::: Record excerpts

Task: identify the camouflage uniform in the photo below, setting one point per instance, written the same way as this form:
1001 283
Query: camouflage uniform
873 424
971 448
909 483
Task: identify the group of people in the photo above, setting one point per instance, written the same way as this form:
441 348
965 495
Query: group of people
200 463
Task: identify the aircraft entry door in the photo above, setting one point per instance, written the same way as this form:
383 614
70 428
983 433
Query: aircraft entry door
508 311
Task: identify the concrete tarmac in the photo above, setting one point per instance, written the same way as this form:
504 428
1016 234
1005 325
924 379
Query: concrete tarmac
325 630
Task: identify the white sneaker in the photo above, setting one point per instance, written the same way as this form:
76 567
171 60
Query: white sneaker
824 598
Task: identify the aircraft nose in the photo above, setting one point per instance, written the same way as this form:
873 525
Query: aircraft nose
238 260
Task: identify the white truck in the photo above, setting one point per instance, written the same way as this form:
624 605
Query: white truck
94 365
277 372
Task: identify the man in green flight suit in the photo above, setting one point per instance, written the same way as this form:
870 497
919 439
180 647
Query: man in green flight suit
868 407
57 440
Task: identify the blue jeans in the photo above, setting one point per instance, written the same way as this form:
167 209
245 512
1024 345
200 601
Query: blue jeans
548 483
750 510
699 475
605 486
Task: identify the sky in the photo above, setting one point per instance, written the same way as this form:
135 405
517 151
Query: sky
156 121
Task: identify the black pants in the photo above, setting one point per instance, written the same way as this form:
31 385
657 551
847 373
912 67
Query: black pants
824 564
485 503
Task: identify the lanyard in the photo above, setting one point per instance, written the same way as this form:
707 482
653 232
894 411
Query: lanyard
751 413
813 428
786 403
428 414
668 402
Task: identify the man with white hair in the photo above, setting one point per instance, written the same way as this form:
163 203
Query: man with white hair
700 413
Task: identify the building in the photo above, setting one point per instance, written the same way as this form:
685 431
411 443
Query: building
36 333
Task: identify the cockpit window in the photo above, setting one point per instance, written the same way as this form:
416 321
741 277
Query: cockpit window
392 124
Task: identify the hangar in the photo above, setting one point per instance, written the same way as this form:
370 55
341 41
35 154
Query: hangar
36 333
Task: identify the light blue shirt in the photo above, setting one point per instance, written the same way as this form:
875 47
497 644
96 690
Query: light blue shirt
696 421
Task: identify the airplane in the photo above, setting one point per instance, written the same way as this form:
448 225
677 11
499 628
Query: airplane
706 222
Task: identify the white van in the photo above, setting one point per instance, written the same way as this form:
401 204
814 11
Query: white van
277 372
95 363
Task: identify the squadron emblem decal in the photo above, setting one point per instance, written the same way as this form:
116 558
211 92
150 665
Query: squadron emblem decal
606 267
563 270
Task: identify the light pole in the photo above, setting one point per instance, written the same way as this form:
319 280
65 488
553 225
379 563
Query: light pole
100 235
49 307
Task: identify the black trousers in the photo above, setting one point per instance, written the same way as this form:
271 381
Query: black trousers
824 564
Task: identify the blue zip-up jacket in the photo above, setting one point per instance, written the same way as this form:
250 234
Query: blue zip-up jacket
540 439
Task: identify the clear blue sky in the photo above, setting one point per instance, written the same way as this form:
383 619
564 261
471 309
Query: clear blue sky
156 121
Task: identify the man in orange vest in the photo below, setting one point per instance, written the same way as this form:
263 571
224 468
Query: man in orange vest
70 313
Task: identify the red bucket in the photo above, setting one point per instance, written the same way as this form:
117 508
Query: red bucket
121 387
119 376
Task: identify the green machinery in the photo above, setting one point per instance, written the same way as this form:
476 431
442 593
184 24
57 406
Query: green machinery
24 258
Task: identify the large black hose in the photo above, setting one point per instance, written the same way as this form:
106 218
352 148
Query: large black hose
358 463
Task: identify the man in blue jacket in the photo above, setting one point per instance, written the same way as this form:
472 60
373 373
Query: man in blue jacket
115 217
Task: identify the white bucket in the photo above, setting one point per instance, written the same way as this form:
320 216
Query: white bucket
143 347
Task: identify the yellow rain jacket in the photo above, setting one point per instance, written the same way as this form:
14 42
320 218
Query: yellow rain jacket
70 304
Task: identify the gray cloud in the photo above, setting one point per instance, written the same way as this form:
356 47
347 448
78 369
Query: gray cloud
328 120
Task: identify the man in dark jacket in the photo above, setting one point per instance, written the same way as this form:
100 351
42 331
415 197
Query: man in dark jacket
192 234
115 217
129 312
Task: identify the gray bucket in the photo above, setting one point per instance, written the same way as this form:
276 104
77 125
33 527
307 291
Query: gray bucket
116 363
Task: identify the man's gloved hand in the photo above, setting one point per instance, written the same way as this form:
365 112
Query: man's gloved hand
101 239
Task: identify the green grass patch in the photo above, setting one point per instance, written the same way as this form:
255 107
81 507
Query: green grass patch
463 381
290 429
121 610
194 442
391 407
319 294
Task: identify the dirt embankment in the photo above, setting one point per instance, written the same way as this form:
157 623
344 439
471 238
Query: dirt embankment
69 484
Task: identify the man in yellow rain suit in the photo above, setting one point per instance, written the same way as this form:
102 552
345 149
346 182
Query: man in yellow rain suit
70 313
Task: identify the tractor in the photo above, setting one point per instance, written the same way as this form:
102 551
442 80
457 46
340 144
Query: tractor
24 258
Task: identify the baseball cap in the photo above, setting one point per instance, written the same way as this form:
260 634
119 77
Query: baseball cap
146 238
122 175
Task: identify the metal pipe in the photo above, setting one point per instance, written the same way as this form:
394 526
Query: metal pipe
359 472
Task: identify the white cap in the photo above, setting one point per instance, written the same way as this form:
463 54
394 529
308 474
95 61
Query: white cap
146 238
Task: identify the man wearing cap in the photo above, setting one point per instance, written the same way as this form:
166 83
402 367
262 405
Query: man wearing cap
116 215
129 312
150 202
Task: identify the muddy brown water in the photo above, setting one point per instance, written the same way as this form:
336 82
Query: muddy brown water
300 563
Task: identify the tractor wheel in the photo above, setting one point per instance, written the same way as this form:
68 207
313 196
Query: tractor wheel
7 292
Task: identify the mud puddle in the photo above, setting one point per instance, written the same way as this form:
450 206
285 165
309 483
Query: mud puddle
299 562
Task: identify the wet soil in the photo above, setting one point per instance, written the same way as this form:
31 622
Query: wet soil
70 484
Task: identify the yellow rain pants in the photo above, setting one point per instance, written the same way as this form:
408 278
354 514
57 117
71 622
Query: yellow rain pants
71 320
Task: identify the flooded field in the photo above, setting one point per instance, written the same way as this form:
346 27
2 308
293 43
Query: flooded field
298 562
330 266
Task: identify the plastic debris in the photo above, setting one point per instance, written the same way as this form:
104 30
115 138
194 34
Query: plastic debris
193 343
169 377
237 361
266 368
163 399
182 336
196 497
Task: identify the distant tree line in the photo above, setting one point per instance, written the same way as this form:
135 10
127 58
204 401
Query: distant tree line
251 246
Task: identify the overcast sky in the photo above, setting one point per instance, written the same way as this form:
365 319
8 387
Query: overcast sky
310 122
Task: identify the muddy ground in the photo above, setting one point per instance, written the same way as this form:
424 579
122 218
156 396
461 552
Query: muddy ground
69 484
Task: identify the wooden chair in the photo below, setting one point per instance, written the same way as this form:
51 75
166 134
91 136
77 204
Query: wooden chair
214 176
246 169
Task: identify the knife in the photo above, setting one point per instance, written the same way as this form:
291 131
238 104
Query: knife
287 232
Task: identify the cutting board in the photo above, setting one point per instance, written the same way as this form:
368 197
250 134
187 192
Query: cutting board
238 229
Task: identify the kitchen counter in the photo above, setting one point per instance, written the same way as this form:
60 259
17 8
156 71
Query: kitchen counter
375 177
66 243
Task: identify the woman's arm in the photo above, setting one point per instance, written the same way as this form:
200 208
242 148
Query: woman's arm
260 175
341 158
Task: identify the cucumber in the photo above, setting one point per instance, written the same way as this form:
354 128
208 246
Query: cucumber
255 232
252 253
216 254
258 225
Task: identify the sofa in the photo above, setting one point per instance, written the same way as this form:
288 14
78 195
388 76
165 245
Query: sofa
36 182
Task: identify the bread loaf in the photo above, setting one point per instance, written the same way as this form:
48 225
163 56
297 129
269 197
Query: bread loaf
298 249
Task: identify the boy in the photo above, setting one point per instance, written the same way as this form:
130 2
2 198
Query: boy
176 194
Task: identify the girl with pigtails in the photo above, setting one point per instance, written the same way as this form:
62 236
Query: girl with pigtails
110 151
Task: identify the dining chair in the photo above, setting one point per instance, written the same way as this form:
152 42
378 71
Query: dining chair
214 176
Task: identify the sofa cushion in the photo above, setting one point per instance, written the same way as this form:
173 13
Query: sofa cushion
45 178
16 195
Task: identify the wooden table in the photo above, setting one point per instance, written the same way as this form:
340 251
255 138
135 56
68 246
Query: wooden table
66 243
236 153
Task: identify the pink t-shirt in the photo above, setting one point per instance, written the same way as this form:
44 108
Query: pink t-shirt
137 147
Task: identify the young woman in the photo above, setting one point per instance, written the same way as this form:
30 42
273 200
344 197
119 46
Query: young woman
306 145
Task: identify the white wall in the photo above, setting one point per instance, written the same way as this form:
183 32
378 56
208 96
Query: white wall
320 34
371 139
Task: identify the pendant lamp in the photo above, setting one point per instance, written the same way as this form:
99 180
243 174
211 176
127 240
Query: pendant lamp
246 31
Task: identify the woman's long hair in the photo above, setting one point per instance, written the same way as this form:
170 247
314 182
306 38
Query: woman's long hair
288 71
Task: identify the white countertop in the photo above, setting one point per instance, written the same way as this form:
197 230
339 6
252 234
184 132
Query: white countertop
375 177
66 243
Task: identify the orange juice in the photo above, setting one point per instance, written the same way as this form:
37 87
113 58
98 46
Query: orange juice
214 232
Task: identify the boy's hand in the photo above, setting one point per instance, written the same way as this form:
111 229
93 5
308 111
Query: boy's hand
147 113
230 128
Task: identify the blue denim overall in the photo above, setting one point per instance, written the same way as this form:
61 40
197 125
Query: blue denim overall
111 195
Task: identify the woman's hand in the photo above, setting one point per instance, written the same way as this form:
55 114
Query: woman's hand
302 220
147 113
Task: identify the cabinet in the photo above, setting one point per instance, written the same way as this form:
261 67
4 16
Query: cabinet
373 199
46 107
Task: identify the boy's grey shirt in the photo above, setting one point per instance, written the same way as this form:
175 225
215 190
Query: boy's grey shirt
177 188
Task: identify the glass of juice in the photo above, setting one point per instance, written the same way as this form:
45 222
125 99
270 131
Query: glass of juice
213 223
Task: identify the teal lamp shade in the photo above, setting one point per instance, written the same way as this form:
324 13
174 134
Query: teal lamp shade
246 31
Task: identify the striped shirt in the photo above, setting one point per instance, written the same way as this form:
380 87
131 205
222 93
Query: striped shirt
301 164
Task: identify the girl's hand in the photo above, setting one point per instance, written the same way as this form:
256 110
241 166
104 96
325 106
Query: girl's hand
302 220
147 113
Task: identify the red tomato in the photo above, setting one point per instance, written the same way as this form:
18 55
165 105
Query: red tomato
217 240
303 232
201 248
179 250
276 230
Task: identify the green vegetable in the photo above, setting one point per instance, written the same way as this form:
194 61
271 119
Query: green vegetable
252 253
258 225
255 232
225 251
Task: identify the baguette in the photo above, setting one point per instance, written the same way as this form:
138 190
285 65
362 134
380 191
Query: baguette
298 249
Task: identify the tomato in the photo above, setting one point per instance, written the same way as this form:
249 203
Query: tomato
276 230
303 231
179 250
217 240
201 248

::::::

■ Task instructions
The number of lines in the data that hold "below" is all that should be given.

■ Task response
3